Every record shown here needs to be repeated exactly.

Data excerpts:
┏━━

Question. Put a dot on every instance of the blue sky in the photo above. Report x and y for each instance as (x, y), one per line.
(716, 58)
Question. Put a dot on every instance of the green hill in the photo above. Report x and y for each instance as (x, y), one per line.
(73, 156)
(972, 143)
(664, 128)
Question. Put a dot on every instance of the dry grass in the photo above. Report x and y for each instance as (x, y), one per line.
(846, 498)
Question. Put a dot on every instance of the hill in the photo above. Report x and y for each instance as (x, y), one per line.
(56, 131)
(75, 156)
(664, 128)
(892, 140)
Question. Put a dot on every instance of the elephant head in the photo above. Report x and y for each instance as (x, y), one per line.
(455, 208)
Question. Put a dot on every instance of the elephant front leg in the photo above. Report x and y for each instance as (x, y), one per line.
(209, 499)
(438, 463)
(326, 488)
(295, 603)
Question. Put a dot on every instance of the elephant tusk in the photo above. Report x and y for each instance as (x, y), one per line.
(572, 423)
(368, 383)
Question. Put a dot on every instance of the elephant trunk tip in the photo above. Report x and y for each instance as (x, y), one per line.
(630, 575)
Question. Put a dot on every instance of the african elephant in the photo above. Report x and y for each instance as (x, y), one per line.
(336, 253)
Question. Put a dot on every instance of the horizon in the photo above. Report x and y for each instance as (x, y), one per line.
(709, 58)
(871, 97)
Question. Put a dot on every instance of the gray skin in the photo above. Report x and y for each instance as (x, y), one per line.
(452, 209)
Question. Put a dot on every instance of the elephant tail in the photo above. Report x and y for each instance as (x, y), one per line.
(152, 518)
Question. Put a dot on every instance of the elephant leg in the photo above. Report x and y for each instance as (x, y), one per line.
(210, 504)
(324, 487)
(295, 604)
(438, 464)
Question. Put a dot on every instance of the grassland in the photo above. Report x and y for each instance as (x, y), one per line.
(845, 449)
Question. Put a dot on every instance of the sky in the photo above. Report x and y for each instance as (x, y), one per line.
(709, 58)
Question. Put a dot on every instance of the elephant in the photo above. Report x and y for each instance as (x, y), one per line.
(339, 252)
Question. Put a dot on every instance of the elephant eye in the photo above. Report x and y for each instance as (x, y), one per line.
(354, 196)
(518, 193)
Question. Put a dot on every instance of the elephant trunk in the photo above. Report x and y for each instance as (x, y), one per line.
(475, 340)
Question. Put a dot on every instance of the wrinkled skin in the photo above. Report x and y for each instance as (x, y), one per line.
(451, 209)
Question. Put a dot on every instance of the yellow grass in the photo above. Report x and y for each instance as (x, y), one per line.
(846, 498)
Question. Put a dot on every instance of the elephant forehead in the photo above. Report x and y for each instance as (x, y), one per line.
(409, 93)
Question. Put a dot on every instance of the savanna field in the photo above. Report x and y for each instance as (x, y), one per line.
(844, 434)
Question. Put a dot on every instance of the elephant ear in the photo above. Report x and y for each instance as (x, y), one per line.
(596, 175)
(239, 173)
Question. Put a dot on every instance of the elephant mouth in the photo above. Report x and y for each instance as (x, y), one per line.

┗━━

Solution for this task:
Question. Put a dot on every instance of the blue sky in the photo above. Report x and y for each instance as (x, y), one per line.
(716, 58)
Question. Put a dot on every instance of the green hill in the photo above. Report x and y for each instance as (x, y), one per line.
(73, 156)
(972, 143)
(664, 128)
Question. Put a dot on every instance of the dry grass in the photo above. Report x and y for each instance as (x, y), one per line.
(846, 498)
Question. Put a dot on every instance of the hill in the photo above. Report x and y for each instance as (x, y), one per line.
(56, 131)
(75, 156)
(664, 128)
(892, 140)
Question. Put a dot on every instance of the elephant head in the photo above. Report x and y for each instance as (x, y), one per line.
(455, 208)
Question. Put a dot on every instance of the elephant front leg in the photo above. Report x and y for each instance as (x, y), one per line.
(209, 499)
(438, 463)
(326, 488)
(295, 603)
Question. Put a dot on every instance of the elephant tusk in the photo above. Report x and y for each instance as (x, y), one per line.
(572, 423)
(368, 383)
Question. Put a dot on every instance of the elephant trunk tip in the photo above. Report x and y for each instance as (x, y), one per line.
(630, 575)
Question. Put a dot on every instance of the african elephant in the photo above. Report x and y for each instance as (x, y), one per line.
(336, 253)
Question. Put a dot on every instance of the horizon in the photo above. Report x and y for each instance as (x, y), one per line.
(709, 58)
(871, 97)
Question. Put a dot on every instance of the gray skin in the photo above. Report x and y for each instance as (x, y), one per line.
(452, 209)
Question. Put a dot on every instance of the elephant tail in the photo above. Report x and y for each instance as (x, y), one per line.
(152, 518)
Question. Put a dot on every instance of the elephant leg in the photo above. Report x and y for each instance as (x, y), one per line.
(210, 504)
(324, 487)
(295, 604)
(438, 464)
Question. Put a dot on every instance of the grassland in the photo above. Report x and y for each instance as (x, y), one per line.
(845, 449)
Question. Put a dot on every instance of the sky in the photo above. Report x and y for each instance as (x, y), one per line.
(709, 58)
Question. Put a dot on every instance of the elephant in the photo above. Report x and y for each instance as (x, y), one per line.
(339, 252)
Question. Put a dot on every instance of the elephant eye in the photo above. Report x and y for each instance as (x, y), one per line.
(354, 196)
(518, 193)
Question. Put a dot on every instance of the elephant trunk in the photo above. Report x and y for each instance as (x, y), one per line.
(475, 340)
Question. Put a dot on every instance of the wrinkled skin in the photo above. Report x and y for each instance as (x, y), one per line.
(451, 209)
Question. Put a dot on every instance of the yellow grass in the photo above. Report x and y for each instance as (x, y), one per line.
(846, 498)
Question. Put a dot on every instance of the elephant forehead in the photo above. Report x and y for each instance as (x, y), one per line.
(409, 93)
Question. Put a dot on every instance of the savanna field in the photo above. Report x and y for each instance as (x, y), one per line.
(844, 434)
Question. Put a dot on every instance of the elephant ear in the photo above. Report x and y for each instance as (x, y), one per line.
(596, 175)
(239, 173)
Question. Put a dot on every instance of the elephant mouth in the photo above. Report x and y for each instance as (x, y), one per line.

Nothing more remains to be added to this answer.